EXERCISE AIM: Please copy the records below exactly, from the line with "Where in this drawing can the calm" to the line with "422,56 -> 466,768", including both of those lines.

═══ RECORDS TO USE ═══

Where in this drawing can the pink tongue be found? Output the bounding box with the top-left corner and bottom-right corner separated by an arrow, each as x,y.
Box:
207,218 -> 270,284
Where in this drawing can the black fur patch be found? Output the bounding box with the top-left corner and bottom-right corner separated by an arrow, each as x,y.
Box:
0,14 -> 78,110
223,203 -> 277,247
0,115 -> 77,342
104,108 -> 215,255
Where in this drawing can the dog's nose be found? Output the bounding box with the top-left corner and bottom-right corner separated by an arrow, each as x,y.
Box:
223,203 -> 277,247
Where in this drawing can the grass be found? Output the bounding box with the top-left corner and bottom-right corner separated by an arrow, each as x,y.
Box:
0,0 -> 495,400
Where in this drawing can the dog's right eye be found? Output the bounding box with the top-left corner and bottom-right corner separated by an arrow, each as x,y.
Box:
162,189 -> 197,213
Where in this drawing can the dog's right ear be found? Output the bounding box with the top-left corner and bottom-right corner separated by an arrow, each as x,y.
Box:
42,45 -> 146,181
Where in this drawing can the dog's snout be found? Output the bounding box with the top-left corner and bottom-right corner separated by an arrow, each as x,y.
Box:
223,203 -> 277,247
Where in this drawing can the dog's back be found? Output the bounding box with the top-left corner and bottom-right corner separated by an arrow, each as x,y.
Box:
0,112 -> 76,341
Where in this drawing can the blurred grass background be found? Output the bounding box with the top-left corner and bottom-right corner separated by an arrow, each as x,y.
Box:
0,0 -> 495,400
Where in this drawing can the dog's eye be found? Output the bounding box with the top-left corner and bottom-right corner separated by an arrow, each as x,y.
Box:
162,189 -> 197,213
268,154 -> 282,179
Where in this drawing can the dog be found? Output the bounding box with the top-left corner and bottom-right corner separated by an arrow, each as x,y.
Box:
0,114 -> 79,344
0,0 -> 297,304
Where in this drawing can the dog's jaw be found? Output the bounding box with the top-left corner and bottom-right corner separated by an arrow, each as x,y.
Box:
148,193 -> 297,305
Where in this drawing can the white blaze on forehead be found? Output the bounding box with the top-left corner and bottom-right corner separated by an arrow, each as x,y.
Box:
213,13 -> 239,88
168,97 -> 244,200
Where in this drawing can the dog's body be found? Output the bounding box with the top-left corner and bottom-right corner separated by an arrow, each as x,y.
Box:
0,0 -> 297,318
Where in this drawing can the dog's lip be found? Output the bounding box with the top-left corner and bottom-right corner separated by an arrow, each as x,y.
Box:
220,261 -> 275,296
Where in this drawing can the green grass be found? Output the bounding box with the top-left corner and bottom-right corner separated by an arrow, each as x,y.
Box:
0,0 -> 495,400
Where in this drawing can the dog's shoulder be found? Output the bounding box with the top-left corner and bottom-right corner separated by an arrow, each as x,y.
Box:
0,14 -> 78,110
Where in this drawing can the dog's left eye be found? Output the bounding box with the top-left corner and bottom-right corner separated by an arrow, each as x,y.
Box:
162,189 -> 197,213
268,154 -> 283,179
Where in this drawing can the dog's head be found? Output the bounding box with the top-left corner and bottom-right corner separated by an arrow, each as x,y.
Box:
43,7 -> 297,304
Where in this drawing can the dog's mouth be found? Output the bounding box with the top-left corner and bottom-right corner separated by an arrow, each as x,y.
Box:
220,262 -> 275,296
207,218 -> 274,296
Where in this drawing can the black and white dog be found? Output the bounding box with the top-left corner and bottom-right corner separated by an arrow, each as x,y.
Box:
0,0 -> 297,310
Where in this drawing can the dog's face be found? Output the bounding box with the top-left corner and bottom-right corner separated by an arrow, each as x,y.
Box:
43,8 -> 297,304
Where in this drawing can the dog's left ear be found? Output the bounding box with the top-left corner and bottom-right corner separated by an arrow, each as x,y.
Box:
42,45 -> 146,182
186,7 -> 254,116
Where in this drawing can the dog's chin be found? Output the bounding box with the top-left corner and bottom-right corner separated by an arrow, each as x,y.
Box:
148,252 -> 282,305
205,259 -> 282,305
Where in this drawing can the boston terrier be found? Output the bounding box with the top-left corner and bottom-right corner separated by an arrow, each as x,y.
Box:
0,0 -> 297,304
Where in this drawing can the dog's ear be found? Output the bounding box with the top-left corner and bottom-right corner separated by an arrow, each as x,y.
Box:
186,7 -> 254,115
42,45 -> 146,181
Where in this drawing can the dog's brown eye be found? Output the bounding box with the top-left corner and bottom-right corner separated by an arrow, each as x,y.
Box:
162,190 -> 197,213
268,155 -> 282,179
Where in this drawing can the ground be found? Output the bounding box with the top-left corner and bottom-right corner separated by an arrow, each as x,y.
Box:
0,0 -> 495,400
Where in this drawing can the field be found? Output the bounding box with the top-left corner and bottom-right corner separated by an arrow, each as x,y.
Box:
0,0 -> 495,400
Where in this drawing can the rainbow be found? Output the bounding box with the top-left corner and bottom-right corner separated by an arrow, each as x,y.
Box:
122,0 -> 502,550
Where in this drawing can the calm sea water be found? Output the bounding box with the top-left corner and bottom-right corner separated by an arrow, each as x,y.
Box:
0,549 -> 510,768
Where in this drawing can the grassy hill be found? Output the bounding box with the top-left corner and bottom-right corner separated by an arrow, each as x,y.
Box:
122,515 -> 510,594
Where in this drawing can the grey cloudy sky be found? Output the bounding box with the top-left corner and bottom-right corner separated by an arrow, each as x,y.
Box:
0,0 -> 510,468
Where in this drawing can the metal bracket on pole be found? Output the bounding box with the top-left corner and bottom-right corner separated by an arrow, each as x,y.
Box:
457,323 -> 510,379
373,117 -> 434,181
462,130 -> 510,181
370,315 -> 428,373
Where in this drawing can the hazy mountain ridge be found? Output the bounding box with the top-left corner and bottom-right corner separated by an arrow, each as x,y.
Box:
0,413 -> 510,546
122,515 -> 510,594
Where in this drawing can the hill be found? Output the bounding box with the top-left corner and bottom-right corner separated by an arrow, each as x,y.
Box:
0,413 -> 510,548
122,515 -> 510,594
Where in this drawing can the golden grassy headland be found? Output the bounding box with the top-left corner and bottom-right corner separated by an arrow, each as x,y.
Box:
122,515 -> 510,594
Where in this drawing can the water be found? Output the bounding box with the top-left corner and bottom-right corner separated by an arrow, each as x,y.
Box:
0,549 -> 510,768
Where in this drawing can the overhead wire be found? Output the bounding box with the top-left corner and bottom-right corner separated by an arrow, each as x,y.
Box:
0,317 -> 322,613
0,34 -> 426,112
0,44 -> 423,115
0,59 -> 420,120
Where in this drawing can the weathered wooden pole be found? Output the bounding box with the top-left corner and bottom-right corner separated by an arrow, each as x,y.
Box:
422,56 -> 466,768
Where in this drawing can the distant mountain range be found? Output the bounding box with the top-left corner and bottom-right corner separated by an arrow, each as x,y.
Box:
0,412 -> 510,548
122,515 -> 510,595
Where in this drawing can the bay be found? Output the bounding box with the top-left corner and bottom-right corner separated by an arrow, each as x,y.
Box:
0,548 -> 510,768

═══

EXERCISE OUTPUT:
Where in this drawing can the calm sea water be found? Output the bounding box with the top-left corner and bottom-right corner separated by an arrow, each as x,y.
Box:
0,549 -> 510,768
Where in this drawing can the grassy hill be found? Output the bounding box with the top-left corner and bottom-right corner separated by an arrow, each as x,y.
Box:
122,515 -> 510,594
Where in this drawing can the grey cloudy sky be found? Output the bounding box with the top-left corner and bottom-right corner separated by an arrow, each as x,y.
Box:
0,0 -> 510,468
Where in this drawing can the metal bracket on pole be found? Output the bounding box with the top-left corner and bottom-right corner separated by an arrow, each as x,y.
Box:
457,323 -> 510,379
373,117 -> 434,181
462,130 -> 510,181
370,315 -> 428,373
Where in this drawing can the hazy mountain ridge be found? Output the bounding box with the top-left corner and bottom-right corner separated by an arrow, each as x,y.
Box:
0,413 -> 510,546
122,515 -> 510,594
Where in this drawing can the hill be found? Output the bounding box with the top-left corner and bottom-right corner separated by an arrow, each as x,y.
Box:
0,413 -> 510,548
122,515 -> 510,594
Where in this drawing can the golden grassy headland be found? Output the bounding box with the top-left corner and bottom-right corner separated by an arrow, each as x,y.
Box:
122,515 -> 510,594
Where in this drawing can the water be found? Output the bounding box with the top-left corner and bottom-right corner separated by an arrow, each as x,y.
Box:
0,549 -> 510,768
Where in this drawing can the overhead wire be found? Output the bounding box with the top-left corner and bottom-right corner separated by an arrow, each as x,y.
Box:
0,317 -> 322,613
0,34 -> 426,112
0,44 -> 423,115
0,59 -> 420,120
Where in this drawing can the weathered wooden pole be found? Output the bounding box with the top-left corner and bottom-right corner separated by an arrow, each as x,y.
Box:
422,56 -> 466,768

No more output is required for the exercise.